■ Problem to solve:
Could you copy out every line of the data where the word "clicks" occurs?

■ Information provided:
- Opening Delimiter -
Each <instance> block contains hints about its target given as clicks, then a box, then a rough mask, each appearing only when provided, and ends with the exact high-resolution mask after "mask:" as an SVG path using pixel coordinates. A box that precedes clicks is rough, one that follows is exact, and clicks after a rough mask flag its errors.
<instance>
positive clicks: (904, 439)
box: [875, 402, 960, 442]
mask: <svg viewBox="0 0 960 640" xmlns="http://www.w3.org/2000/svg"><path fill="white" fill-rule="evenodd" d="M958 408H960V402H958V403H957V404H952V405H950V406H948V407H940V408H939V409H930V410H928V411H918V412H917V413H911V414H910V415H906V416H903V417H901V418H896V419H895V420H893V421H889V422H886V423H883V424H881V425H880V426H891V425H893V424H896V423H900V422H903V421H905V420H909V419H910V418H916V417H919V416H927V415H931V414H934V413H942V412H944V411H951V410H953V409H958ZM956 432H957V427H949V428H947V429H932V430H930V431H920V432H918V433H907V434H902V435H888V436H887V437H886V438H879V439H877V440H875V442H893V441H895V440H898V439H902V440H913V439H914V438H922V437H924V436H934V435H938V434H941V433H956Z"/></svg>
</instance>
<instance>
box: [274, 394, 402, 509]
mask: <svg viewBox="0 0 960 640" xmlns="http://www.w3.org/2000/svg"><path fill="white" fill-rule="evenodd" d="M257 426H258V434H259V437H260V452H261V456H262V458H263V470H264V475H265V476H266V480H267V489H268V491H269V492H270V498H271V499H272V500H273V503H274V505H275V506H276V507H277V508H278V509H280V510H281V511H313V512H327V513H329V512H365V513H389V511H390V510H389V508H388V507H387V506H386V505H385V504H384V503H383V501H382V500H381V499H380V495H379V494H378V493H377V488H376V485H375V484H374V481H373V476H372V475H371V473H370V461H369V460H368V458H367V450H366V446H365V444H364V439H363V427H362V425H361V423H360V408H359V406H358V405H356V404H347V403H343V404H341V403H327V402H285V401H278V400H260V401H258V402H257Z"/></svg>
- Closing Delimiter -
■ Answer for the task:
Each <instance> block contains hints about its target given as clicks, then a box, then a rough mask, each appearing only when provided, and ends with the exact high-resolution mask after "mask:" as an SVG path using pixel coordinates. A box that precedes clicks is rough, one that follows is exact, and clicks after a rough mask flag its errors.
positive clicks: (904, 439)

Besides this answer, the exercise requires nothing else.